MATERIAL PROVIDED:
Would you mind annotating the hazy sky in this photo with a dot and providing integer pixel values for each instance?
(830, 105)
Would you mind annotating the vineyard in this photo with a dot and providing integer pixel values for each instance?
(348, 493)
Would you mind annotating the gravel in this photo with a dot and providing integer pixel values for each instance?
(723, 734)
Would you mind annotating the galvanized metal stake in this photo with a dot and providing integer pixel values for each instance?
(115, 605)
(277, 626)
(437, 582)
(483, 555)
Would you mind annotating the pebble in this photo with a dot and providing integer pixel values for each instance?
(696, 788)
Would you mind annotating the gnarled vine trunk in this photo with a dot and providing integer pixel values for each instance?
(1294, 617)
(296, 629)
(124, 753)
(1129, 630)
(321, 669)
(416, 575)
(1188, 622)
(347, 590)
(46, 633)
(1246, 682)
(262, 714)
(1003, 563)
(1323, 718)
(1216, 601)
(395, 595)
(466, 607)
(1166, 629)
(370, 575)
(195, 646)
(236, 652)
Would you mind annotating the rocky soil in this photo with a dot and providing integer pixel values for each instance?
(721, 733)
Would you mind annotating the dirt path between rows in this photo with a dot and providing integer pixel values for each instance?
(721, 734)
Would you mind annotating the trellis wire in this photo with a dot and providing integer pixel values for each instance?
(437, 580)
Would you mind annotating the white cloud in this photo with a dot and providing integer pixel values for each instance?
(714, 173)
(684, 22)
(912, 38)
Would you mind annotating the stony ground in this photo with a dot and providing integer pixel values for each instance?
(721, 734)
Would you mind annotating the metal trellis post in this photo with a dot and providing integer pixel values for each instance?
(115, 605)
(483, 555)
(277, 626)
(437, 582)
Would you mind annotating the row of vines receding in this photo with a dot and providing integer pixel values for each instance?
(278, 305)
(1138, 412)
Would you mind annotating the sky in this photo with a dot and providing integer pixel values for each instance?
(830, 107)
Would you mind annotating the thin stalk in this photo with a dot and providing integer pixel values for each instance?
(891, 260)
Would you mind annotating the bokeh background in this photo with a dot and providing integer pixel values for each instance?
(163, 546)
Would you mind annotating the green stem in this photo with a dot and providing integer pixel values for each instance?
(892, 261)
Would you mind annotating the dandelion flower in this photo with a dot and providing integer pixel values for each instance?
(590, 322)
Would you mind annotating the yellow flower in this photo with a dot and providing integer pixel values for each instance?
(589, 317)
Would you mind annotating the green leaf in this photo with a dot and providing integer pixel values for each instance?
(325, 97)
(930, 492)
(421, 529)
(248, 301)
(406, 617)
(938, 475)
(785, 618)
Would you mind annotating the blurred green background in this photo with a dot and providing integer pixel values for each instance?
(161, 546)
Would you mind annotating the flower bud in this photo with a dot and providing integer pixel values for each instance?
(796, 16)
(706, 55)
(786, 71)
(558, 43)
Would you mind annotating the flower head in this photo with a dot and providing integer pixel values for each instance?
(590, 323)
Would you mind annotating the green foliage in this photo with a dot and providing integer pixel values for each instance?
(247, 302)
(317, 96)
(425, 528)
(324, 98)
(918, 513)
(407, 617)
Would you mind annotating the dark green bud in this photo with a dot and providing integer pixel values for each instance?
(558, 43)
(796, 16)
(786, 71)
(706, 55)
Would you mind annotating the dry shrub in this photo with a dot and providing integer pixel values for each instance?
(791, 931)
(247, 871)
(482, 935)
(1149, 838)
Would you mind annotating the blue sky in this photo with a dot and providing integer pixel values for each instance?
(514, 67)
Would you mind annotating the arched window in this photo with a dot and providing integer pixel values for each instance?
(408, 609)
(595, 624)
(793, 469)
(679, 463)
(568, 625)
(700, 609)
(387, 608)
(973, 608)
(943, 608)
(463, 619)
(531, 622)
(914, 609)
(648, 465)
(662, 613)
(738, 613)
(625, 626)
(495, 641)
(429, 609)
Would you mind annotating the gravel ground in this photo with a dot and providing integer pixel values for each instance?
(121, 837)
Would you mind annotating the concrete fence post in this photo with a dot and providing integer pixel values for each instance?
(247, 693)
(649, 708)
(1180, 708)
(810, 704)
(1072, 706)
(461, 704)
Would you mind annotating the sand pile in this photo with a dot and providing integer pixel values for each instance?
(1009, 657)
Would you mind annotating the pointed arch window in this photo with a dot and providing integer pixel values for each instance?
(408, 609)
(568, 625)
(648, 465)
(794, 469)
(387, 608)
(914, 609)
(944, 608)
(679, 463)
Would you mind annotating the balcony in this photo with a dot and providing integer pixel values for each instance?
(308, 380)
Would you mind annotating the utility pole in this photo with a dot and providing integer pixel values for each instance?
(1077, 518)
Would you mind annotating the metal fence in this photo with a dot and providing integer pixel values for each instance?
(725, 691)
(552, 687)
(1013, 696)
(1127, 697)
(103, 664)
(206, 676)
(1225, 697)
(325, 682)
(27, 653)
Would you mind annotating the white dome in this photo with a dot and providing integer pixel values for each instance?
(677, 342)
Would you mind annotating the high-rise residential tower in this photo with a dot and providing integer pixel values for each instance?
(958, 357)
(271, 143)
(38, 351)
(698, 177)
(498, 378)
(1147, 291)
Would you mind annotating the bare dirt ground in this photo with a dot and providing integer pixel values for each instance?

TO DO: Write out every line from the records above, word for word.

SOLUTION BELOW:
Would you mind annotating the hazy sky in this photo with a dot and providing integer pixel values for each instance?
(830, 105)
Would you mind annotating the vineyard in this photo with a dot and providing integer pixel values for each instance?
(348, 493)
Would you mind annotating the gravel in this photo with a dot and providing integer pixel values for each instance?
(723, 734)
Would you mind annotating the galvanized metal stake in this photo with a dot and providing integer pixel values for each instance?
(115, 605)
(277, 626)
(437, 582)
(483, 555)
Would you mind annotating the pebble in this photo with a dot and providing integer pixel values for each instance?
(696, 788)
Would you mind annotating the gnarled vine trunk in this photo with a dot and providing integer pixel values for each instance?
(1294, 617)
(296, 629)
(124, 753)
(1129, 630)
(321, 669)
(416, 575)
(1188, 622)
(347, 590)
(46, 633)
(1246, 682)
(262, 714)
(1003, 563)
(1323, 718)
(1216, 601)
(395, 595)
(466, 607)
(1166, 629)
(370, 575)
(195, 646)
(236, 652)
Would you mind annotating the rocky soil in this photo with a dot and providing integer pixel values for each instance?
(721, 733)
Would you mind annotating the dirt path between rows in this photo with a dot and providing integer pixel values for each instance?
(721, 734)
Would you mind annotating the trellis wire in this photo with a dot and providing integer pixel values for each instance?
(437, 580)
Would you mind annotating the white cloud in this photo with a dot and providing integer pixel values for each instance?
(714, 173)
(684, 22)
(912, 38)
Would you mind annotating the stony ground in this photo with a dot and providing integer pixel values for each instance?
(721, 734)
Would you mind annotating the metal trellis post in this photo with a dot and providing integer pixel values for each instance?
(115, 605)
(483, 555)
(277, 626)
(437, 582)
Would you mind annotating the row of vines receding in this photo with a dot and providing integer pixel values for each instance?
(278, 305)
(1138, 412)
Would you mind annotating the sky in this photo with a dot and providing integer pixel values for each instance?
(830, 107)
Would you mind annotating the thin stalk in this photo with a dot and providing integer pixel values for each instance?
(891, 260)
Would you mind annotating the bokeh background in this photo with a dot and providing integer pixel values for each instance?
(163, 546)
Would you mind annotating the green stem in this photo with a dot and providing integer pixel values for each instance?
(892, 261)
Would you mind annotating the dandelion flower in this photo with a dot and providing integer pixel values for each instance?
(590, 322)
Would you mind annotating the yellow flower in this photo with a dot and providing integer pixel values for each instance?
(589, 317)
Would you mind annotating the green leaf in this photo with a dot and providing integer pixel values for each instance?
(325, 97)
(930, 492)
(421, 529)
(248, 301)
(406, 617)
(938, 475)
(785, 618)
Would you mind annotating the blurred green background in this photo with a dot and providing integer pixel values for each instance?
(161, 546)
Would you mind annotating the flower bud in this photo with a dot and providing integer pixel values for each instance?
(796, 16)
(706, 55)
(786, 71)
(558, 43)
Would you mind annotating the flower head in this photo with a dot and providing integer pixel values for each instance?
(590, 323)
Would you mind annotating the green foliage in this photo with a dot and providing integer pixel values for each instance?
(247, 302)
(317, 96)
(425, 528)
(324, 98)
(918, 513)
(407, 617)
Would you mind annotating the dark green bud in this photo with a dot and providing integer pixel values for each instance?
(558, 43)
(796, 16)
(786, 71)
(706, 55)
Would you mind annotating the dry shrub in this photo with a dot and providing integer pixel values for each instance?
(791, 931)
(247, 871)
(482, 935)
(1149, 838)
Would you mind annotating the blue sky in this photo with a dot and providing integer pixel values for each instance?
(514, 67)
Would you mind annotating the arched window in this photo with a dot and providing integer pixel values for each instance?
(408, 609)
(595, 624)
(793, 469)
(679, 463)
(568, 625)
(700, 609)
(387, 608)
(973, 608)
(943, 608)
(463, 619)
(531, 622)
(914, 609)
(648, 465)
(662, 613)
(738, 613)
(625, 626)
(495, 641)
(429, 609)
Would you mind annotating the gravel ground in this photo with a dot and providing integer pixel values for each instance?
(121, 837)
Would you mind annotating the concrete fence post in this photo with a dot and providing integer pixel values for each instance?
(247, 693)
(649, 708)
(1180, 708)
(810, 704)
(1072, 706)
(461, 704)
Would you mind annotating the sand pile in this photo with a dot and providing integer pixel values for each instance?
(1009, 657)
Would you mind annotating the pointed arch window in this photo with a dot and providing integer pixel values for each instance?
(408, 609)
(568, 625)
(648, 465)
(794, 469)
(387, 608)
(914, 609)
(944, 608)
(679, 463)
Would you mind annotating the balcony in this photo with a dot and providing integer pixel values for each instance?
(308, 380)
Would you mind annotating the utility pole in this photo with a dot and providing integer pixel values for each instance?
(1077, 518)
Would you mind annotating the metal fence in this photo with a dot and providing integer pixel values for each instance?
(725, 691)
(552, 687)
(1013, 696)
(1127, 697)
(103, 664)
(206, 676)
(1225, 697)
(325, 682)
(27, 653)
Would you mind annotating the white dome in this photo with a dot and providing integer pixel values for each instance?
(677, 342)
Would you mind annotating the high-rise residential tower in this photo with a dot and providing integer pixel values for each instance?
(958, 357)
(271, 143)
(38, 351)
(698, 177)
(498, 378)
(1147, 291)
Would you mind annotating the bare dirt ground in this photo with a dot and providing integer pixel values for each instance?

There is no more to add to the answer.